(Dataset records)
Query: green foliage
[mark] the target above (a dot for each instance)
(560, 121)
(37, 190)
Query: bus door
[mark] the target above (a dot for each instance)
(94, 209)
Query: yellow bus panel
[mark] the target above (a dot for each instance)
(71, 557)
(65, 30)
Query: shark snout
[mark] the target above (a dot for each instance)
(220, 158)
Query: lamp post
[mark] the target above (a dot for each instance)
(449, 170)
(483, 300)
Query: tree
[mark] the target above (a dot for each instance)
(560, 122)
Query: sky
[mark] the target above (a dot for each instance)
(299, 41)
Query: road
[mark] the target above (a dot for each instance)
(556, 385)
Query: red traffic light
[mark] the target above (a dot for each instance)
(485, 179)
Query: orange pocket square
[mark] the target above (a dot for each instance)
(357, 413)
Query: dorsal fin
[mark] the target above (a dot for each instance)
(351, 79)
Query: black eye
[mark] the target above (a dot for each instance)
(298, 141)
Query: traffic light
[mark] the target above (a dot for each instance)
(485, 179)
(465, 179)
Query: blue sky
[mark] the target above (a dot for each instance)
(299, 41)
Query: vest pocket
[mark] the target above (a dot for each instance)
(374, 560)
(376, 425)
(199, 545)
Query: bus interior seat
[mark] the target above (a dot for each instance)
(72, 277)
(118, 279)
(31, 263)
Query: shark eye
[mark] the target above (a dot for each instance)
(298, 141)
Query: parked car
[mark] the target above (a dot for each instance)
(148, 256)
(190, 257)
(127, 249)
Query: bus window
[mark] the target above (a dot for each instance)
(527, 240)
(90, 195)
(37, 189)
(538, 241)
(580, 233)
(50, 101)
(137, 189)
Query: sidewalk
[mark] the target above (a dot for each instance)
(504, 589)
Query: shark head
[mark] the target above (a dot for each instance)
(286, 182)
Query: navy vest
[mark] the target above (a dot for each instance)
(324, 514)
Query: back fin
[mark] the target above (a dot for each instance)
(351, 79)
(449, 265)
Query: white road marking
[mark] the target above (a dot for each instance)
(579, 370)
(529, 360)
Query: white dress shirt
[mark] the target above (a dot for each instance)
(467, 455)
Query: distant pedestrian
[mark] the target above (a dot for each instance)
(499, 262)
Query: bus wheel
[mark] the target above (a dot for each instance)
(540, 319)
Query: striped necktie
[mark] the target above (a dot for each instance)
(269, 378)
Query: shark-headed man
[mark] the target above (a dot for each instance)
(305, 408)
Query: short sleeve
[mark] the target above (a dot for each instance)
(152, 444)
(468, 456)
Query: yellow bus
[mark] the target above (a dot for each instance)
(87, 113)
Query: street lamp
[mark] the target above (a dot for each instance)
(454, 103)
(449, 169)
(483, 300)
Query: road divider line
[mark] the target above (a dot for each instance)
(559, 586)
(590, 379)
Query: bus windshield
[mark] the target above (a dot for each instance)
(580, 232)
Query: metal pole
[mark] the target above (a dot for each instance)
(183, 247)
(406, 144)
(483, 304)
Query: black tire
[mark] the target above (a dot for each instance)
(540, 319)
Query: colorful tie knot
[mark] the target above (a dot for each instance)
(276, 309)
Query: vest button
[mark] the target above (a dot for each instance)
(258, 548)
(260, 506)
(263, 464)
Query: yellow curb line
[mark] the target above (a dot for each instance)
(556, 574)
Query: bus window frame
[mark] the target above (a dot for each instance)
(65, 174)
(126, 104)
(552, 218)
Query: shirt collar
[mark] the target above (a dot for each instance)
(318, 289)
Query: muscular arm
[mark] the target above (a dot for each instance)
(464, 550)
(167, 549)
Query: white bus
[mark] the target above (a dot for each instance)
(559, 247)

▶ [Stated exercise] Extract every line of the material above and reproduce each one verbatim, keeping the original order.

▶ [Exercise result]
Query: green foliage
[mark] the target above (a dot for each instance)
(560, 121)
(37, 190)
Query: bus door
[mark] the target above (a dot for each instance)
(94, 209)
Query: yellow bus panel
[mark] the target above (a dot for each instance)
(71, 557)
(65, 30)
Query: shark snout
[mark] the target above (a dot for each instance)
(220, 158)
Query: lamp post
[mark] the target above (a dot for each instance)
(449, 170)
(483, 300)
Query: tree
[mark] the target above (a dot for each instance)
(560, 122)
Query: sky
[mark] the target above (a dot for each instance)
(299, 41)
Query: road
[mark] the target above (a dot for each instance)
(556, 385)
Query: red traffic light
[mark] the target above (a dot for each instance)
(485, 179)
Query: orange pocket square
[mark] the target above (a dot for each instance)
(357, 413)
Query: dorsal fin
[mark] the target above (a dot for each instance)
(351, 79)
Query: black eye
[mark] the target above (a dot for each instance)
(298, 141)
Query: traffic light
[mark] the target above (a dot for each instance)
(485, 179)
(465, 179)
Query: blue sky
[mark] the target above (a dot for each instance)
(299, 41)
Query: vest pocket
[mark] the target above (a dot for each instance)
(374, 560)
(376, 425)
(199, 545)
Query: bus interior seat
[mark] the target above (a dot for each instance)
(72, 277)
(118, 279)
(31, 263)
Query: shark eye
[mark] the target above (a dot for each instance)
(298, 141)
Query: parked car
[mark] the target above (a dot for each instance)
(148, 256)
(190, 257)
(127, 249)
Query: bus window
[mark] the target above (a dot for each instance)
(527, 240)
(90, 195)
(37, 189)
(538, 241)
(580, 233)
(50, 101)
(137, 189)
Query: sidewalk
[mark] the target above (a dot for each instance)
(504, 589)
Query: shark head
[mark] the target above (a dot for each instance)
(286, 182)
Query: navy vest
[mark] the target above (a dot for each instance)
(324, 514)
Query: back fin
[mark] the target above (a dot for each instance)
(351, 79)
(449, 265)
Query: white road marking
[mark] the target above (a dot for each instance)
(579, 370)
(529, 360)
Query: white dress shirt
[mark] the target above (a dot for each instance)
(467, 455)
Query: distant pedestrian
[mark] the target above (a dot for each instance)
(499, 262)
Query: bus wheel
[mark] the target above (a dot for each instance)
(540, 319)
Query: striped necktie
[mark] the target above (a dot for each instance)
(269, 378)
Query: shark-headed man
[mark] the target above (a dot for each instance)
(305, 408)
Query: short sleeve
[mark] the target above (a dot for each instance)
(152, 444)
(468, 456)
Query: yellow bus
[mark] the target above (a dot for each instance)
(87, 113)
Query: street lamp
[mark] the target above (a dot for each instance)
(454, 103)
(449, 169)
(483, 300)
Query: road divider line
[mark] the target above (a dot for each instance)
(559, 586)
(590, 379)
Query: bus windshield
[mark] the target above (a dot for each instance)
(580, 232)
Query: metal pole
[mark] the target above (a dot for each instance)
(183, 247)
(406, 144)
(483, 304)
Query: black tire
[mark] the target above (a dot for each instance)
(540, 319)
Query: colorful tie knot
[mark] the target above (a dot for each instance)
(276, 309)
Query: vest button
[mark] the target above (a dot for each instance)
(258, 548)
(260, 506)
(263, 464)
Query: yellow curb line
[mark] the target above (a dot for each instance)
(556, 574)
Query: bus window frame
[mark] the target above (a dot for each instance)
(65, 174)
(126, 104)
(552, 218)
Query: shirt collar
[mark] the target above (a dot for each instance)
(318, 289)
Query: muscular arm
[mark] the target above (a dot for each instance)
(464, 550)
(167, 549)
Query: white bus
[mark] the target above (a dot for each instance)
(559, 247)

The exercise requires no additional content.